- [TRAVAIL DEMANDÉ]
A – Répondez aux questions suivantes d'après le texte sur le « clandestin » :
(i) Qu'est la clandestinité pour celui ou celle qui ne l'a pas choisie ?
(ii) Quelle fonction le texte attribue-t-il à Alvaro Gil-Robles ?
(iii) Quel article de quel code est cité à propos de l'étranger mineur ?
B – Restituez mot pour mot le passage du texte sur le « clandestin » qui va de « Tuesday, May 29, 2007 » jusqu'à « une angoisse permanente. ».

Tuesday, May 29, 2007

Etre un «clandestin»

l'histoire d'un "clandestin" se résume à la misère d'une condition, l'espoir d'une nouvelle vie, l'arrivée dans un pays fantasmé, la brutalité des lois. Chaque vie a droit à une part clandestine, hors de la transparence de l'état ou du marché, chacun ou chacune a droit à son jardin secret, mais personne ne tient à cultiver dans l'angoisse. Or chez celui et celle qui ne l'a pas choisie, la clandestinité est une angoisse permanente.
Etre "clandestin" c'est se trouver ravalé à la seule condition d'individu qui a franchi de façon illégale des frontières, cependant que les causes de cet acte, souvent indispensable à la préservation de l'intégrité physique et psychologique de son auteur, sont placées hors champ. Etre un «clandestin», ici, c'est être sans histoire personnelle, sans passé, sans antécédent, sans autre antécédent du moins que la violation des dispositions relatives à l'entrée et au séjour des étrangers. Au terme de ce mouvement, il n'y a donc plus ni hommes ni femmes fuyant des conditions d'existence jugées insupportables par eux, mais seulement des «Africains» et des «Maghrébins», qui, par l'argent, la ruse et le recours à des passeurs, ont réussi à déjouer les mesures destinées à contrôler l'accès au territoire national. La surexposition langagière, politique et médiatique du «clandestin» est au coeur de deux phénomènes politiques distincts mais étroitement articulés : la criminalisation de ce type d'immigration, présentée comme un danger majeur ; et la légitimation de l'ensemble de la chaîne répressive, des arrestations aux expulsions en passant par l'incarcération et le placement en zone de rétention.Souvent euphémisée en «retour dans le pays d'origine», l'expulsion par voie aérienne constitue la dernière et la plus spectaculaire de ces étapes. De là le recours aux charters, qui permettent de procéder à des reconduites massives et spectaculaires d'étrangers en situation irrégulière dans leur pays d'origine. De telles pratiques, rappelle Alvaro Gil-Robles, commissaire européen aux Droits de l'homme, ont «pourtant été fortement critiquées par la Commission nationale de déontologie et de sécurité et jugées contraires au droit français par le Conseil d'Etat». Au nom de l'urgence et de la gravité supposées de la situation provoquée par les «clandestins», on assiste donc au triomphe de la raison d'Etat sur des principes pourtant jugés essentiels au bon fonctionnement de l'Etat de droit. Enfin, contrairement à la convention des Nations unies relative aux
droits de l'enfant et à la loi française qui /«précise que l'étranger mineur ne peut pas faire l'objet d'une mesure de reconduite à la frontière» /(article L. 511-4 du code de l'entrée et du séjour et du droit d'asile), des enfants sont placés en centre de rétention en vue de leur expulsion.

- [DONNÉES EXTRAITES]

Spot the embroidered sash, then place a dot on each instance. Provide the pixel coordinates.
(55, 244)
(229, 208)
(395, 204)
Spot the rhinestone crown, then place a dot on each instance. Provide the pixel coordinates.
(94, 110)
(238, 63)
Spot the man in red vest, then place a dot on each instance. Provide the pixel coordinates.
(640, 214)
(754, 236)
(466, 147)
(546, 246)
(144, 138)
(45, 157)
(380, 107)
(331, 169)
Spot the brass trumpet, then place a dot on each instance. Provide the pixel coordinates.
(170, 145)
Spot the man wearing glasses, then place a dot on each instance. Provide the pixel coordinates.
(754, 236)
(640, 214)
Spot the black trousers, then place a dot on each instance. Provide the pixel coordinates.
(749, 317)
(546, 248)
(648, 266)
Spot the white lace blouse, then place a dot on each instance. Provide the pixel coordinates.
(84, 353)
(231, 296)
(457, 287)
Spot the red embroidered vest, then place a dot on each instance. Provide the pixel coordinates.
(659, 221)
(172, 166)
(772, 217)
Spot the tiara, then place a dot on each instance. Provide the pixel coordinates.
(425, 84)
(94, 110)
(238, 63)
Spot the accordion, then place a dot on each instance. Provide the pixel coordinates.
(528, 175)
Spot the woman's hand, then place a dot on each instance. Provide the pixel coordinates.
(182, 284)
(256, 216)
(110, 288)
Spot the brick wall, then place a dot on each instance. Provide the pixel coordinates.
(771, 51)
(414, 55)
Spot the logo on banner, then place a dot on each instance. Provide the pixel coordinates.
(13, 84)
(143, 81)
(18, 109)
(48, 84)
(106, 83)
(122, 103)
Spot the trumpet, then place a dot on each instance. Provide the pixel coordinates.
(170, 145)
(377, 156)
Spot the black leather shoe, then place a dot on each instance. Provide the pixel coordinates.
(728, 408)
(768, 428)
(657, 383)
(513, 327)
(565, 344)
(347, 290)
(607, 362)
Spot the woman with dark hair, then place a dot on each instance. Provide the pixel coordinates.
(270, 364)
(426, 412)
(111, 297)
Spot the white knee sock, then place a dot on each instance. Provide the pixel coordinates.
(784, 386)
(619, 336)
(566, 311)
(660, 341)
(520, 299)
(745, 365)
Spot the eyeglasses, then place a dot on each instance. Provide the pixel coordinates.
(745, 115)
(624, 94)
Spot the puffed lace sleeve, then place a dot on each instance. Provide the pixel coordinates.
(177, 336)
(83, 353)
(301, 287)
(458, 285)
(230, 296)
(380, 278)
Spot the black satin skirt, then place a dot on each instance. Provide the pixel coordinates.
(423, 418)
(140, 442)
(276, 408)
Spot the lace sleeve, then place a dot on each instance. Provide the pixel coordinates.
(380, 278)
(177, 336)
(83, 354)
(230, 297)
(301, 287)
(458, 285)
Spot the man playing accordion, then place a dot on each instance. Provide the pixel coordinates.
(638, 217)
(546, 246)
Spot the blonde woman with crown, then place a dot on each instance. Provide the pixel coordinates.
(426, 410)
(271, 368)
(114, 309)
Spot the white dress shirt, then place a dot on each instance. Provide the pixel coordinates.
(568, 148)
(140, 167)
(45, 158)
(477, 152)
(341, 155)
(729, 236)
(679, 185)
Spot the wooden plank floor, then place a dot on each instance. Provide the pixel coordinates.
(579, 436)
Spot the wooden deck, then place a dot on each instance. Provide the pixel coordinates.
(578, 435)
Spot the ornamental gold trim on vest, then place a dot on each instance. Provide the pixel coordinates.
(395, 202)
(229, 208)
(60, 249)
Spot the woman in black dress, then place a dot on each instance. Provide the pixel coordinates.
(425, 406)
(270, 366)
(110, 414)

- [CORRIGÉS COMPLETS]
A –
(i) Une angoisse permanente.
(ii) Commissaire européen aux Droits de l'homme.
(iii) L'article L. 511-4 du code de l'entrée et du séjour et du droit d'asile.

B –
Tuesday, May 29, 2007

Etre un «clandestin»

l'histoire d'un "clandestin" se résume à la misère d'une condition, l'espoir d'une nouvelle vie, l'arrivée dans un pays fantasmé, la brutalité des lois. Chaque vie a droit à une part clandestine, hors de la transparence de l'état ou du marché, chacun ou chacune a droit à son jardin secret, mais personne ne tient à cultiver dans l'angoisse. Or chez celui et celle qui ne l'a pas choisie, la clandestinité est une angoisse permanente.